____ ARTICLE

Tuesday, June 2, 2015

Storytelling in Sarmatia: Archaeology Day in Hungary

Every year in the spring Hungary celebrates Archaeology Day: Museums and other archeo-related institutions organize events for the public to make the occupation seem less mysterious. They open up labs and storage rooms, and educate people through letting them touch things they would normally only see through glass.
(Artifacts. I mean the artifacts.)

This year, since I got home in time to participate, I landed a gig with the Damjanich János Museum in Szolnok, who were planning a Sarmatian theme for their program. The city lies in a part of Hungary that used to be Sarmatian territory back in the good old Roman times, and pretty much any time someone puts a shovel down, Sarmatian stuff starts jumping out. I have always loved Sarmatians, and I had three good reasons to be excited for the gig:
1. I already had a period dress ready, courtesy of my Sarmatian SCA persona (follow the link for an awesome blog on the topic);
2. The gig involved telling Ossetian Nart sagas, on the account of the historical, ethnic and cultural relations between the Ossetians and the Sarmatians, and I freaking love those stories;
3. One of my best friends and former Archaeology classmate works at the museum, and I got a chance to see her.

I arrived to the museum with a pretty nasty cold, but my friend and the rest of the staff took excellent care of me. I got a place to rest, and tea, and food, and volunteers to usher people in and out of the storytelling space. Everyone was super excited for the stories, and they paid a lot of compliments to my dress reconstruction, which made me feel proud, since it came from people who deal with Sarmatian things on a daily basis. My friend, who presented the "Artifact Petting Zoo" portion of the program, even invited me to show the dress off to people as an illustration.

________
____ ENTRIES

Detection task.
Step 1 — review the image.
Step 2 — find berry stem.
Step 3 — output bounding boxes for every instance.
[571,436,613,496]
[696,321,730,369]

________

WORK REQUIRED - Copy out the stretch of the Archaeology Day post from "Tuesday, June 2, 2015" through "mean the artifacts.)", word for word. The dataset items have no connection to the blog post on Archaeology Day.

COMPLETED TASK -
Tuesday, June 2, 2015

Storytelling in Sarmatia: Archaeology Day in Hungary

Every year in the spring Hungary celebrates Archaeology Day: Museums and other archeo-related institutions organize events for the public to make the occupation seem less mysterious. They open up labs and storage rooms, and educate people through letting them touch things they would normally only see through glass.
(Artifacts. I mean the artifacts.)